> _INPUT DATA_:
>>>>

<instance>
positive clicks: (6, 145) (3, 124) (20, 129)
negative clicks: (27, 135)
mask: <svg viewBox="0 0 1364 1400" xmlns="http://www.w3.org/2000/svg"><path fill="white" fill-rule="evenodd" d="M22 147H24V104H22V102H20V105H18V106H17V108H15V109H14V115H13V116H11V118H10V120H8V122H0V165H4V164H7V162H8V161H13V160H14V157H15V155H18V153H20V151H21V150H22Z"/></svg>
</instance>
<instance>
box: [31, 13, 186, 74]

<<<<

> _TASK REQUIREMENTS_:
Please output the material above exactly as it reads.

> _COMPLETED EXERCISE_:
<instance>
positive clicks: (6, 145) (3, 124) (20, 129)
negative clicks: (27, 135)
mask: <svg viewBox="0 0 1364 1400" xmlns="http://www.w3.org/2000/svg"><path fill="white" fill-rule="evenodd" d="M22 147H24V104H22V102H20V105H18V106H17V108H15V109H14V115H13V116H11V118H10V120H8V122H0V165H4V164H7V162H8V161H13V160H14V157H15V155H18V153H20V151H21V150H22Z"/></svg>
</instance>
<instance>
box: [31, 13, 186, 74]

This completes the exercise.